**PASSAGE SHOWN**

══════════════════════════════

IHCDA > Foreclosure Prevention Foreclosure Prevention

Apply for Hardest Hit Funds

Through the Indiana Foreclosure Prevention Network (“IFPN”), Indiana homeowners may access the Hardest Hit Fund. It is estimated that the program will help as many as 10,000 families who are struggling to make their mortgage payments due to an involuntary financial hardship.   

If you are an Indiana homeowner who is having difficulty making mortgage payments due to an involuntary financial hardship, call 877-GET-HOPE (877-438-4673) or click Here to begin the online application.  You will then be connected with an IFPN housing counseling agency that will contact you within a few business days about your next steps.

Homeowners who are not eligible for the Hardest Hit Fund my still receive free foreclosure prevention assistance from an IFPN housing counseling agency by applying online.

Hardest Hit Fund- Blight Elimination Program

 

On Monday, February 3, 2014, Lt. Governor Ellspermann was joined by Senators Merritt & Rogers, Representatives Moed and Morrison, and IHCDA staff to announce Treasury's approval of Indiana's Blight Elimination Program.

Background:

Blighted, vacant and abandoned homes are a serious issue for Indiana homeowners, neighborhoods and communities. Sadly, the State of Indiana has the dubious distinction of having the highest percentage of abandoned foreclosed homes in the country.  RealtyTrac and 24/7 Wall Street are reporting that roughly 30% of Indiana’s foreclosed homes are abandoned. This means that due to foreclosure alone, 5,000 blighted and abandoned homes are negatively impacting Indiana homeowners and neighborhoods by reducing property values. Blighted properties also serve as a drain on municipal resources. Many Indiana communities lack the resources necessary to address this growing issue alone.

The U.S. Department of the Treasury established the Housing Finance Agency Innovation Fund for the Hardest-Hit Markets (Hardest Hit Fund) to provide financial assistance to families in the states most impacted by the downturn of the housing market. The U.S. Department of the Treasury designed the overall program to give each participating state the flexibility to tailor its program to the unique factors contributing to its state’s foreclosure problems. The Hardest Hit Fund is a national program available in 18 states and the District of Columbia.

Indiana was awarded more than $221 million under the Hardest Hit Fund and is targeting low- to moderate-income homeowners whose primary residence is in any county in Indiana.  The State of Indiana, through IHCDA, is exploring the use of a portion of the Hardest Hit Funds to demolish blighted and abandoned homes that are beyond repair. The goal is not simply to demolish abandoned homes, but to stabilize property values in Indiana communities.  The proposed partnership between IHCDA and Indiana municipalities would allow communities to demolish blighted properties and offer a variety of end uses for the newly cleared properties including green space and redevelopment. IHCDA, Lt. Governor Sue Ellspermann, IHCDA’s Board Chair, Mayor Buttigieg and Senator Merritt believe that the demolition of abandoned and blighted homes would be a significant step toward rebuilding Hoosier communities.

══════════════════════════════

**WHAT IS NEEDED**
Revise the passage in the foreclosure prevention page that opens with "Indiana was awarded" and closes with "rebuilding Hoosier communities.", swapping "green space" for "public parks".

**Pointing records**
══════════════════════════════

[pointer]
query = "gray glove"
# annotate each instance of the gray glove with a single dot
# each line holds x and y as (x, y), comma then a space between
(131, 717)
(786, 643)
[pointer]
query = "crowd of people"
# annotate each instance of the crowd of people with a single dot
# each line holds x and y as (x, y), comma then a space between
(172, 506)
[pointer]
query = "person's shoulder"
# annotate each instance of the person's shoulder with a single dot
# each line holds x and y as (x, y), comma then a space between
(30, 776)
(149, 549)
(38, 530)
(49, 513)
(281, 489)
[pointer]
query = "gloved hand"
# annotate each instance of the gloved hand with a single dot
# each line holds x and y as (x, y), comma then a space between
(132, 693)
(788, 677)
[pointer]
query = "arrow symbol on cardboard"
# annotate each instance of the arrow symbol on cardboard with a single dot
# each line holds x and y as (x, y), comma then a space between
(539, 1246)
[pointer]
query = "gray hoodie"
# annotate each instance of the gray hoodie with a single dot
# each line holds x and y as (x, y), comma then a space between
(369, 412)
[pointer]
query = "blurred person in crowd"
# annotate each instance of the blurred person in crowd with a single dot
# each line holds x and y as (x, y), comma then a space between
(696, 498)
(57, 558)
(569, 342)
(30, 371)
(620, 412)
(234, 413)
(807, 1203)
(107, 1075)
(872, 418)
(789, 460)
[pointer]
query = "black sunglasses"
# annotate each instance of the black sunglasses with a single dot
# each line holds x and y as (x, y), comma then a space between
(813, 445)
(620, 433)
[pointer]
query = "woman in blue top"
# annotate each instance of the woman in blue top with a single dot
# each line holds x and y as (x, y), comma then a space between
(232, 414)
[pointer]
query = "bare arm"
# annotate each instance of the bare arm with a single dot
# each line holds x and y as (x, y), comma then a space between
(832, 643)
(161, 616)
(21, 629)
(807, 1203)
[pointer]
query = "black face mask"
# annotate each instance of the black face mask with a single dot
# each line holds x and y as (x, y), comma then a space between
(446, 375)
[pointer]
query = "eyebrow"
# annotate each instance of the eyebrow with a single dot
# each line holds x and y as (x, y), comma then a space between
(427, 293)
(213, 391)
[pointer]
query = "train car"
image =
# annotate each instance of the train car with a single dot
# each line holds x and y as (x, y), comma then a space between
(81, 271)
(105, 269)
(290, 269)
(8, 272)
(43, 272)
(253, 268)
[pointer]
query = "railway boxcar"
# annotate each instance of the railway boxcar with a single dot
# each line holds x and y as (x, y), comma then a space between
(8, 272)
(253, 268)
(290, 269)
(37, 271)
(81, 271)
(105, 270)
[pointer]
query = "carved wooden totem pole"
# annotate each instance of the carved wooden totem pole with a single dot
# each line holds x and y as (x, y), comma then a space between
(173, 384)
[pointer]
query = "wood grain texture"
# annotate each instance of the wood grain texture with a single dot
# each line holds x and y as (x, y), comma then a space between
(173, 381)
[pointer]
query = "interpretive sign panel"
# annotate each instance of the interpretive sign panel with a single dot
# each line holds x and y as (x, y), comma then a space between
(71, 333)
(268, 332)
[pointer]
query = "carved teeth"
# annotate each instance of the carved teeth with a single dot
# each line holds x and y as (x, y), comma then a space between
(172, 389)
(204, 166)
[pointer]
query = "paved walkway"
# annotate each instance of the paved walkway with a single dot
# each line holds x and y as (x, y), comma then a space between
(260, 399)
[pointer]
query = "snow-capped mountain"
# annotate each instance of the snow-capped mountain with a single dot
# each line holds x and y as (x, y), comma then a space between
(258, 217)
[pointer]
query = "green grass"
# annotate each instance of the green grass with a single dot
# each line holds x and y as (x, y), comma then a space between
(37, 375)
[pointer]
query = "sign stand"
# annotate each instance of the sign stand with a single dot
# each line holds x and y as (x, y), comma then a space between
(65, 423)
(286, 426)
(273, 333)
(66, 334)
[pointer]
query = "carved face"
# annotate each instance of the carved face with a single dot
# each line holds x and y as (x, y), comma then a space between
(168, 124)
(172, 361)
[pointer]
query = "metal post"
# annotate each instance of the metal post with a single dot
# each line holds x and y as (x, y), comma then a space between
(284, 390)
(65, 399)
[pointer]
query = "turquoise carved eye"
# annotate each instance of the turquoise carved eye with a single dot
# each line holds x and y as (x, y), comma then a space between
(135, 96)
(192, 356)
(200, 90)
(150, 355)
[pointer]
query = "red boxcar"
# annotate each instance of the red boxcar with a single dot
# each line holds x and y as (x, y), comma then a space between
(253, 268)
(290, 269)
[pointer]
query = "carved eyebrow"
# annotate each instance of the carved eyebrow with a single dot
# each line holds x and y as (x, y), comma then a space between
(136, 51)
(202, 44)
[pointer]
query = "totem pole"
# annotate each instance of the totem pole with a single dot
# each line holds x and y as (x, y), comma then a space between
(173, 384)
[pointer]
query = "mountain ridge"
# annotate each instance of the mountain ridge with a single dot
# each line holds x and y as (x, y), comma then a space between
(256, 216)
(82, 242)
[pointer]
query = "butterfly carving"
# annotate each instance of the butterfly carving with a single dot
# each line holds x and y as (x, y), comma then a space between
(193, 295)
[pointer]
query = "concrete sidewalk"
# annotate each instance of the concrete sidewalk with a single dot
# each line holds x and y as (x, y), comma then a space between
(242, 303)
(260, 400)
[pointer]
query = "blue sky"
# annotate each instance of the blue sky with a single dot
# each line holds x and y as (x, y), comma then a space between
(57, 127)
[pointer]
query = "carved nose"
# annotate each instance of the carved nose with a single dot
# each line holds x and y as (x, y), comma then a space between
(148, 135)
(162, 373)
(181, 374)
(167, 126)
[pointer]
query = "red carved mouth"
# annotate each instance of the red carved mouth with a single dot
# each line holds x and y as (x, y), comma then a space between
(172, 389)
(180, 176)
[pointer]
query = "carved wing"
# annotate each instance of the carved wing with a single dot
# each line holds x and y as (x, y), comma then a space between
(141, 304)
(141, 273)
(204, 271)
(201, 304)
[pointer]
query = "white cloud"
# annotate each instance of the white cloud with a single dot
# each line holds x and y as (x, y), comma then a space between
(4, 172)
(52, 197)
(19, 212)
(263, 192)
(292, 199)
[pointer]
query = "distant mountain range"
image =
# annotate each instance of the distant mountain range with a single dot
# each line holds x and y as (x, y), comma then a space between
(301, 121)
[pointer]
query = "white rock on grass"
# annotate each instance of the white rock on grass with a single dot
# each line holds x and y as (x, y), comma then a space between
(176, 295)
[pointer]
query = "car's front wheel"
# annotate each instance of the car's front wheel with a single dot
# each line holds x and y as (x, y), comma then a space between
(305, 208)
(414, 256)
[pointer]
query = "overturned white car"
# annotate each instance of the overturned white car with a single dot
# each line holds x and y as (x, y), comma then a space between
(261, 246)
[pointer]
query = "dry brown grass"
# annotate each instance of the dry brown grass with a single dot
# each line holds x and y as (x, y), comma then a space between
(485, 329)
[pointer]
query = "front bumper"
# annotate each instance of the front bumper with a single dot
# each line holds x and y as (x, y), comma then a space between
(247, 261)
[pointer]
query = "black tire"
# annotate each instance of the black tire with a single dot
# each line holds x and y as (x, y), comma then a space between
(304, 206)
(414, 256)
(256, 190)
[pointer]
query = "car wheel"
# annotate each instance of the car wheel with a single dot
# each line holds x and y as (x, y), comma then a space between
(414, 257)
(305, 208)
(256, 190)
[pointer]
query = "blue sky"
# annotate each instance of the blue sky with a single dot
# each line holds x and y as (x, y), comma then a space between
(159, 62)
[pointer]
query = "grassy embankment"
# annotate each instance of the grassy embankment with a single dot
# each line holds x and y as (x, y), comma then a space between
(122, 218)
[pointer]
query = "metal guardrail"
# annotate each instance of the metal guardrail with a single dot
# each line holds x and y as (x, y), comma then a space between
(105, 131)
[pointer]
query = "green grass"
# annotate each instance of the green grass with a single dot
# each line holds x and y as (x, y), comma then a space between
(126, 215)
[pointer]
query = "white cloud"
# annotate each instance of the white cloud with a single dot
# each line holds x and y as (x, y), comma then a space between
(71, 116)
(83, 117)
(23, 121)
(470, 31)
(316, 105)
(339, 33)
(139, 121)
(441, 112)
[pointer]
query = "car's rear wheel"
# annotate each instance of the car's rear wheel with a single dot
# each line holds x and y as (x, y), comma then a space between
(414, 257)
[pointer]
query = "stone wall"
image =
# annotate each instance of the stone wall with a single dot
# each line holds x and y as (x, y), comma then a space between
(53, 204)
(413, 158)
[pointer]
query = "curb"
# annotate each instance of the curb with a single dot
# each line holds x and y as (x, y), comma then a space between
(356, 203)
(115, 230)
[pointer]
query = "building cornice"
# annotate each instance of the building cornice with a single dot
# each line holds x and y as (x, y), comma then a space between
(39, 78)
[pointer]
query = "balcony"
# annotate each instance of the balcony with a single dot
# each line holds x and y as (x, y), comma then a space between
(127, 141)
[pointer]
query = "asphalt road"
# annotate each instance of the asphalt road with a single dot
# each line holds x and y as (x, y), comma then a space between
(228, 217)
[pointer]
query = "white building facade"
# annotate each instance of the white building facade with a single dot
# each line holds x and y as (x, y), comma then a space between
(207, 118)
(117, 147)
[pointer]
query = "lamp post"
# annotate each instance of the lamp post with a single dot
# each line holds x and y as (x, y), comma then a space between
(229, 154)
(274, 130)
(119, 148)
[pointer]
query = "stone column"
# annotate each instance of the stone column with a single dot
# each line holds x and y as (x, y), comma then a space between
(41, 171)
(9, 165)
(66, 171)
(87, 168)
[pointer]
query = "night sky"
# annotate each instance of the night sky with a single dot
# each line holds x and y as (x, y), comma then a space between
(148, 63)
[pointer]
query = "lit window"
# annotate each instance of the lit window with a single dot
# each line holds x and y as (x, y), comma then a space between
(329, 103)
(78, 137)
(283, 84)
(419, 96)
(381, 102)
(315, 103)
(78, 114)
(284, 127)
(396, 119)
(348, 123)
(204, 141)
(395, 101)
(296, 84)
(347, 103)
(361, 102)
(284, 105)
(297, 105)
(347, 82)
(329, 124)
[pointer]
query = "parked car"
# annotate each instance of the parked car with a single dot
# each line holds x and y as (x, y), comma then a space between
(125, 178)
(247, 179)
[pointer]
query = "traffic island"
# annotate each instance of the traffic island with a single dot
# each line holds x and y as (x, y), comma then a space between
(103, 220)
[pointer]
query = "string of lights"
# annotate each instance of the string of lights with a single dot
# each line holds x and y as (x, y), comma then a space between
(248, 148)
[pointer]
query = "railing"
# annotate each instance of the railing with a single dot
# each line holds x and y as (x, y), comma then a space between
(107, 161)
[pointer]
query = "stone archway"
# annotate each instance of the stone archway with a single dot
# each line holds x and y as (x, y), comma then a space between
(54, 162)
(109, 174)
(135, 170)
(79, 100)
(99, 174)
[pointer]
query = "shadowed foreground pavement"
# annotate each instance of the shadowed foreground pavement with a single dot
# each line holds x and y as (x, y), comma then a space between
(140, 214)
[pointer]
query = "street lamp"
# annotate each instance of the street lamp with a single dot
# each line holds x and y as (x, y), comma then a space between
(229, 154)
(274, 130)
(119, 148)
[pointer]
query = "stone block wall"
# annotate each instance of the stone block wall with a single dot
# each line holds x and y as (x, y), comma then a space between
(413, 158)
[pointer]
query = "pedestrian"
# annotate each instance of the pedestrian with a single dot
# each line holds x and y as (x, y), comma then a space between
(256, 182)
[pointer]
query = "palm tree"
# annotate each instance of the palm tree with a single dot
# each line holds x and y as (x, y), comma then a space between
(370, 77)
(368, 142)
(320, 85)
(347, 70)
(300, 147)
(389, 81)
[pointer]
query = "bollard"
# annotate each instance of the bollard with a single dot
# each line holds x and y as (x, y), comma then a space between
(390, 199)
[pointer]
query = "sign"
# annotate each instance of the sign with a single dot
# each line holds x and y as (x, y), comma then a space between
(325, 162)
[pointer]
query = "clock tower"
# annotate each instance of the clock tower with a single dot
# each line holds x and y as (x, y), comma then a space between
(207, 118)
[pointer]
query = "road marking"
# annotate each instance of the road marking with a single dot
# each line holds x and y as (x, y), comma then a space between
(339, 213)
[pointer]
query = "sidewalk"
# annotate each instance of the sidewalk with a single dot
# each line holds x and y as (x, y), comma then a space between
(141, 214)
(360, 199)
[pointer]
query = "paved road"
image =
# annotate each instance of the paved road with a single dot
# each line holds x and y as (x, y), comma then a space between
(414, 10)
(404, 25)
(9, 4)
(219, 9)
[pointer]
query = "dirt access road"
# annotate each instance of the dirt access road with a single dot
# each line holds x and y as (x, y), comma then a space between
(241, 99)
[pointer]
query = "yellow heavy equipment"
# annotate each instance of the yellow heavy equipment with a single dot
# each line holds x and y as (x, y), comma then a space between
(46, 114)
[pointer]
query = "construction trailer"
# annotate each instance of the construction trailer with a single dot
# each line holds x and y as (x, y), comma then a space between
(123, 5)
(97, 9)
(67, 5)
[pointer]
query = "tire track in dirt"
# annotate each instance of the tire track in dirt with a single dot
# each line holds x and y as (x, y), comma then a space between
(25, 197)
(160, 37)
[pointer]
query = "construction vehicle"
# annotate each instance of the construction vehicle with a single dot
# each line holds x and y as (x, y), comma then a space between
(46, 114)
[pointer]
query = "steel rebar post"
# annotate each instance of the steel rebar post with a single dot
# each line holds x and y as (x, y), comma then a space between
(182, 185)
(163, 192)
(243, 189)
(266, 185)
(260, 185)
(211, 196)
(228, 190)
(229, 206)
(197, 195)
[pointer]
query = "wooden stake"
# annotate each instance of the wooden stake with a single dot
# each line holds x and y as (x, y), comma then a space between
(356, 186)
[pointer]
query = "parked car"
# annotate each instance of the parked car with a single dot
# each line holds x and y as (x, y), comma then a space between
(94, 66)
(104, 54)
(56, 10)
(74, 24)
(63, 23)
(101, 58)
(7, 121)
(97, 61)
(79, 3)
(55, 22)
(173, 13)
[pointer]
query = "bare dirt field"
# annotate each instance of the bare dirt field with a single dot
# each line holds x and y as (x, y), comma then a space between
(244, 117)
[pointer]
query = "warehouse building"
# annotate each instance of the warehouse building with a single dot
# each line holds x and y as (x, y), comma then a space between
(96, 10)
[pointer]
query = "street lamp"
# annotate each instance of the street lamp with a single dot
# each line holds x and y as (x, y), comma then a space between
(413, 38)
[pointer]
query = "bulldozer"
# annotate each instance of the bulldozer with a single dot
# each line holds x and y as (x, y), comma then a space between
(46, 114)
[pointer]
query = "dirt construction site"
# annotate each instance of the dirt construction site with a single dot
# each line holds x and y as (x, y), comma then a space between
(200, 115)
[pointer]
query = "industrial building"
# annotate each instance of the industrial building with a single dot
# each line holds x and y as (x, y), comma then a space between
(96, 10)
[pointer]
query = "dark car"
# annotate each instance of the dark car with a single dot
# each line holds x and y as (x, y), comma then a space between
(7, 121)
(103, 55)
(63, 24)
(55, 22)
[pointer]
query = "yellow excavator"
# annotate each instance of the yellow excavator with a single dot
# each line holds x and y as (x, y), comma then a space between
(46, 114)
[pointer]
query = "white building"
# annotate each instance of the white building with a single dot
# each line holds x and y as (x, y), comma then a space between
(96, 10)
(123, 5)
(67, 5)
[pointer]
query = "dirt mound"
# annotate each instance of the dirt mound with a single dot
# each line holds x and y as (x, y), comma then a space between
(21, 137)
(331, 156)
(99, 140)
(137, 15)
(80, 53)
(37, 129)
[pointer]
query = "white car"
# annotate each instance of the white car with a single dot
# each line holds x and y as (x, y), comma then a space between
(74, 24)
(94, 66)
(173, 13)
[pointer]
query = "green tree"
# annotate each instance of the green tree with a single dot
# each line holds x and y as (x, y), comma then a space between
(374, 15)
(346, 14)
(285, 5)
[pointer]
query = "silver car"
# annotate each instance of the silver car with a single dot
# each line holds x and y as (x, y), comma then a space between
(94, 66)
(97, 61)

══════════════════════════════

**COMPLETED TASK**
Indiana was awarded more than $221 million under the Hardest Hit Fund and is targeting low- to moderate-income homeowners whose primary residence is in any county in Indiana.  The State of Indiana, through IHCDA, is exploring the use of a portion of the Hardest Hit Funds to demolish blighted and abandoned homes that are beyond repair. The goal is not simply to demolish abandoned homes, but to stabilize property values in Indiana communities.  The proposed partnership between IHCDA and Indiana municipalities would allow communities to demolish blighted properties and offer a variety of end uses for the newly cleared properties including public parks and redevelopment. IHCDA, Lt. Governor Sue Ellspermann, IHCDA’s Board Chair, Mayor Buttigieg and Senator Merritt believe that the demolition of abandoned and blighted homes would be a significant step toward rebuilding Hoosier communities.